- Trecho para leitura -
━━━━━━

Folha de S. Paulo
Urnas devem acionar hoje a descarga
político-sanitária
É muito provável que as urnas
nacionais acionem hoje a descarga político-sanitária da
vigência atual da palavra cambronniana. É uma referência infecta, mas
recorrente.
Até Marx, que jamais baixava o sarrafo da elegância de linguagem em teoria ou
jornalismo, permitiu-se uma vez seu uso: "Scheisse" em alemão,
"merda" em português. Notoriamente, foi Pierre
Cambronne, general de Napoleão, que tornou famosa a expressão, ao
responder "merde" à intimação inglesa para render-se em Waterloo.
Sem ser gíria ou palavrão, essa referência chula peca por mau gosto. Seu
impacto nas imprecações não lhe garante mais nenhuma glória, apesar de algum
interesse cognitivo, como evidencia a frase de Steve Bannon, guru do
extremismo: "A oposição real é a mídia. E a forma de lidar com eles é
inundá-los com nossas merdas".
Num trecho de "A Ideologia Alemã", Marx desabafa com essa palavra, argumentando que a transformação da consciência massiva dos homens só pode se dar por um movimento prático, a derrubada da classe dominante. Diz então textualmente que "a classe revolucionária, só graças a uma revolução, poderá libertar-se da velha merda", ou seja, das condições sociais responsáveis pela alienação dos trabalhadores.
No século 20, em "Saló", Pasolini inscreveria artisticamente o
fascismo num repulsivo Ciclo da Merda.
Rebaixamentos à parte, a história tem
mostrado que o emprego dessa palavra flutua segundo a diversidade conceitual de
sociedade. Hoje ela chega mesmo a orientar o que a pornocultura entende como
laço social. Em 2007, a revista Newsweek publicava o comentário de um executivo
da Paramount Pictures a propósito do filme "Jackass-2.5": "Há
mais vômito, nudez e defecação —o tipo de coisa que os consumidores realmente
querem".

━━━━━━

- Listagem de dados -
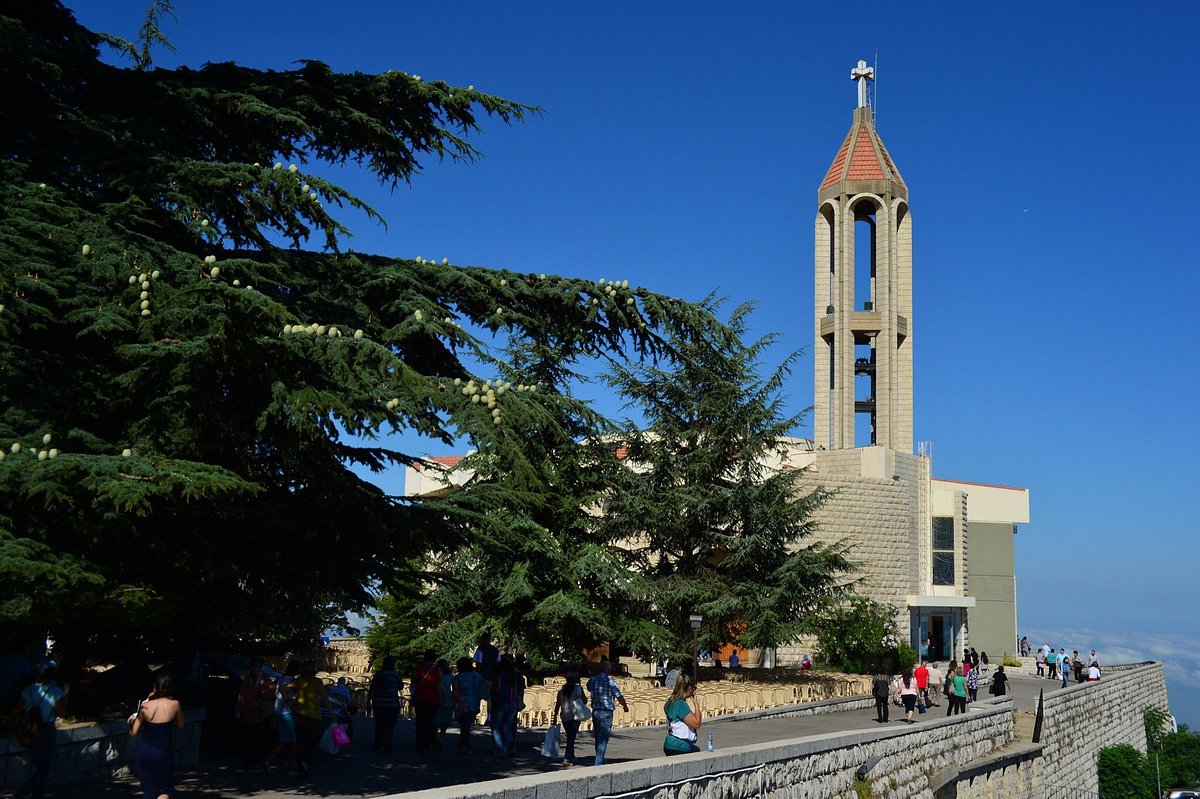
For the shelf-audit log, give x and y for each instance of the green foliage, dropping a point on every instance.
(1125, 774)
(858, 635)
(1180, 758)
(209, 396)
(1156, 721)
(707, 514)
(394, 631)
(1176, 752)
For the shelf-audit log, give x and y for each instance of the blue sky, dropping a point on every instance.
(1049, 151)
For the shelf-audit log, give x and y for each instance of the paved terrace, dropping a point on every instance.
(359, 772)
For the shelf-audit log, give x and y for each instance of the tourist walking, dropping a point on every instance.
(256, 706)
(487, 662)
(444, 716)
(909, 694)
(671, 677)
(570, 704)
(503, 707)
(999, 682)
(605, 695)
(155, 725)
(922, 674)
(285, 716)
(684, 718)
(466, 692)
(310, 696)
(426, 690)
(881, 690)
(935, 686)
(958, 697)
(46, 698)
(383, 696)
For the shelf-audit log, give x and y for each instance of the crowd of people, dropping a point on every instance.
(289, 715)
(1061, 665)
(927, 685)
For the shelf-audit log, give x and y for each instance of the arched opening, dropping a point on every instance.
(864, 256)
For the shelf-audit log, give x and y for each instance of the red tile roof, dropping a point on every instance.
(448, 461)
(862, 156)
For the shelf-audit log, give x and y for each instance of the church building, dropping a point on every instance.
(942, 551)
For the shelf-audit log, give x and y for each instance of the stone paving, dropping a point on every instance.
(358, 772)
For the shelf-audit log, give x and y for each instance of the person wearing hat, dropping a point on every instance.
(46, 698)
(605, 695)
(427, 694)
(568, 707)
(384, 698)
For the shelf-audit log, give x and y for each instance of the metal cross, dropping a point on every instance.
(862, 74)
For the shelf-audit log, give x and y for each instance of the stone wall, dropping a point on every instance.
(875, 517)
(88, 752)
(1084, 719)
(897, 763)
(971, 756)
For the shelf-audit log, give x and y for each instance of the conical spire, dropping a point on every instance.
(863, 163)
(863, 157)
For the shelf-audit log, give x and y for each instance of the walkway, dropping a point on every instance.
(359, 773)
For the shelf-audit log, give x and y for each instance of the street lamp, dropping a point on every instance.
(696, 620)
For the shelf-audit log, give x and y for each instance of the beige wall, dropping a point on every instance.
(991, 625)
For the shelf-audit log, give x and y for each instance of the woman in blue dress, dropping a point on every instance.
(683, 718)
(155, 722)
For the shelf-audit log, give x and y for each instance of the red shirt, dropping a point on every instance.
(426, 683)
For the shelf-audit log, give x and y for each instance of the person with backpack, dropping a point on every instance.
(569, 702)
(383, 695)
(466, 694)
(881, 690)
(42, 703)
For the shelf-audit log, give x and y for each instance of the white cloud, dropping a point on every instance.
(1179, 654)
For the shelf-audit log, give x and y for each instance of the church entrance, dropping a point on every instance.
(936, 632)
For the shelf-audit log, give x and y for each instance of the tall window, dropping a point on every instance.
(943, 550)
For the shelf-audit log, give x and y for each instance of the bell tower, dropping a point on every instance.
(863, 337)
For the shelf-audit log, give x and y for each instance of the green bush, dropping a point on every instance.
(1123, 773)
(858, 636)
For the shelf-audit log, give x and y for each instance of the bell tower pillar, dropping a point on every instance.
(863, 336)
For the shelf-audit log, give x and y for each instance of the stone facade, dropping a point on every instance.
(1087, 718)
(874, 516)
(972, 756)
(97, 752)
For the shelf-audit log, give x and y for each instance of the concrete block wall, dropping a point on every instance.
(1084, 719)
(899, 763)
(875, 518)
(91, 752)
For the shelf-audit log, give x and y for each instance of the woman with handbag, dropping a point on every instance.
(42, 703)
(571, 707)
(466, 691)
(155, 722)
(683, 718)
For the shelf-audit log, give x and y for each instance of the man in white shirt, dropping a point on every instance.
(46, 698)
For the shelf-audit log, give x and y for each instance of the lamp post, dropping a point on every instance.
(696, 620)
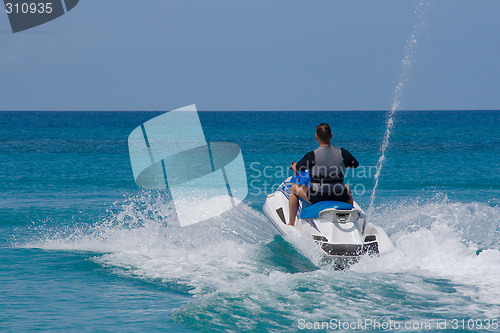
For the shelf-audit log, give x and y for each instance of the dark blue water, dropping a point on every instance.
(83, 248)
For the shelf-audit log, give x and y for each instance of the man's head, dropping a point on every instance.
(323, 133)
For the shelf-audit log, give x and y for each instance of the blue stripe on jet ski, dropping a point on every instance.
(313, 211)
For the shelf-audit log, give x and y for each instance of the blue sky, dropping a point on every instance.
(253, 55)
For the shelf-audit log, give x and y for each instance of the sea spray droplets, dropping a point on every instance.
(406, 64)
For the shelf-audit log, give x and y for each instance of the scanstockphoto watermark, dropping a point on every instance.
(265, 179)
(392, 325)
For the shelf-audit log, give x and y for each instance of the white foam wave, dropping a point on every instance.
(144, 239)
(225, 264)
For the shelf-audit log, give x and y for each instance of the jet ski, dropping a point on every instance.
(341, 230)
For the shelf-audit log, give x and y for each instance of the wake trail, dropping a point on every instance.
(406, 66)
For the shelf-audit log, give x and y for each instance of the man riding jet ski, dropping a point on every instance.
(326, 208)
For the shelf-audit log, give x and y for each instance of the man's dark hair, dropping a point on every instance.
(323, 132)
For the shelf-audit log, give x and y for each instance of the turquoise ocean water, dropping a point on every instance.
(82, 248)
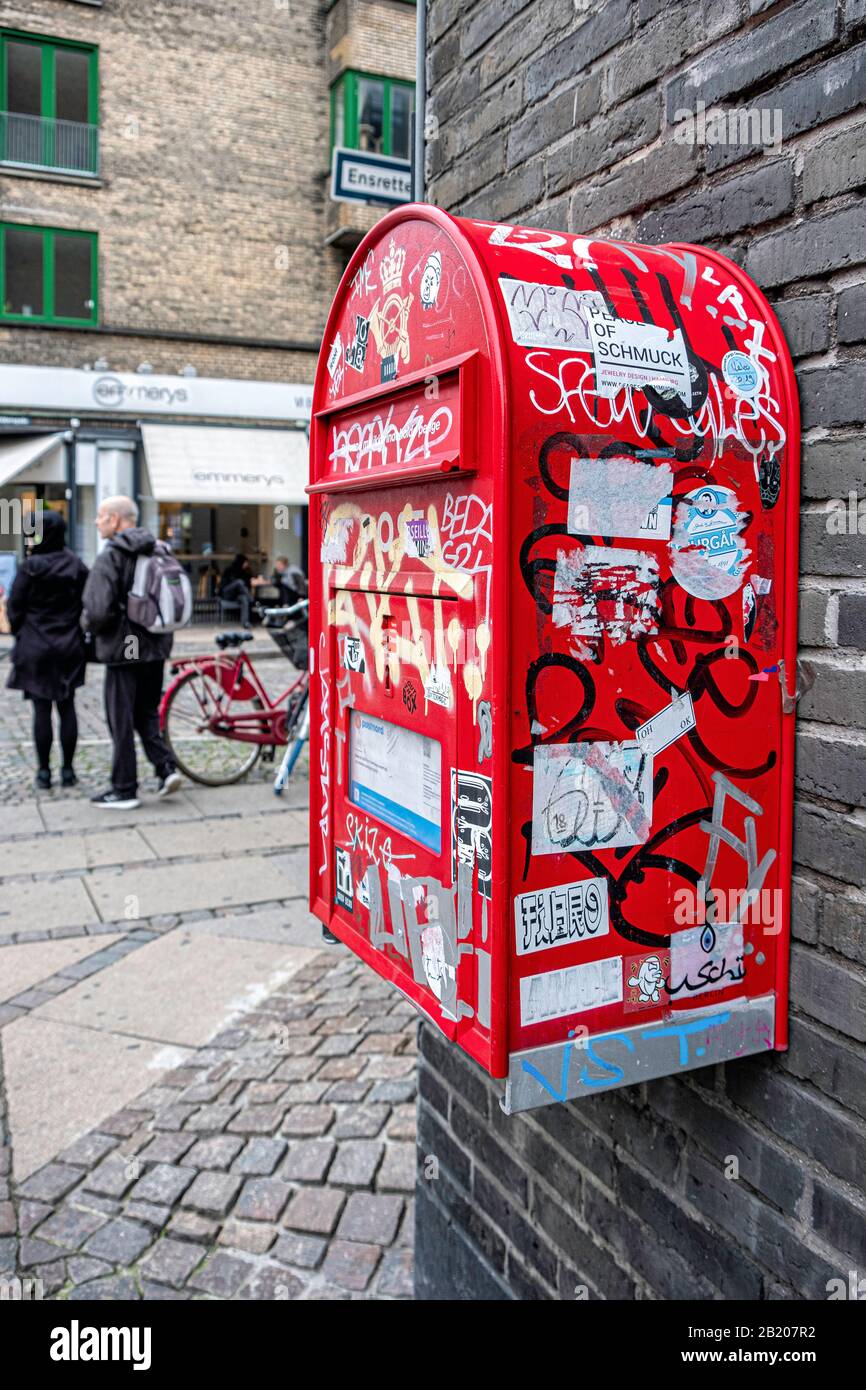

━━━━━━

- Como fazer -
Reproduza palavra por palavra todo o trecho sobre as urnas e a descarga político-sanitária. A listagem constitui um material independente do trecho.

- Resultado do exercício -
Folha de S. Paulo
Urnas devem acionar hoje a descarga
político-sanitária
É muito provável que as urnas
nacionais acionem hoje a descarga político-sanitária da
vigência atual da palavra cambronniana. É uma referência infecta, mas
recorrente.
Até Marx, que jamais baixava o sarrafo da elegância de linguagem em teoria ou
jornalismo, permitiu-se uma vez seu uso: "Scheisse" em alemão,
"merda" em português. Notoriamente, foi Pierre
Cambronne, general de Napoleão, que tornou famosa a expressão, ao
responder "merde" à intimação inglesa para render-se em Waterloo.
Sem ser gíria ou palavrão, essa referência chula peca por mau gosto. Seu
impacto nas imprecações não lhe garante mais nenhuma glória, apesar de algum
interesse cognitivo, como evidencia a frase de Steve Bannon, guru do
extremismo: "A oposição real é a mídia. E a forma de lidar com eles é
inundá-los com nossas merdas".
Num trecho de "A Ideologia Alemã", Marx desabafa com essa palavra, argumentando que a transformação da consciência massiva dos homens só pode se dar por um movimento prático, a derrubada da classe dominante. Diz então textualmente que "a classe revolucionária, só graças a uma revolução, poderá libertar-se da velha merda", ou seja, das condições sociais responsáveis pela alienação dos trabalhadores.
No século 20, em "Saló", Pasolini inscreveria artisticamente o
fascismo num repulsivo Ciclo da Merda.
Rebaixamentos à parte, a história tem
mostrado que o emprego dessa palavra flutua segundo a diversidade conceitual de
sociedade. Hoje ela chega mesmo a orientar o que a pornocultura entende como
laço social. Em 2007, a revista Newsweek publicava o comentário de um executivo
da Paramount Pictures a propósito do filme "Jackass-2.5": "Há
mais vômito, nudez e defecação —o tipo de coisa que os consumidores realmente
querem".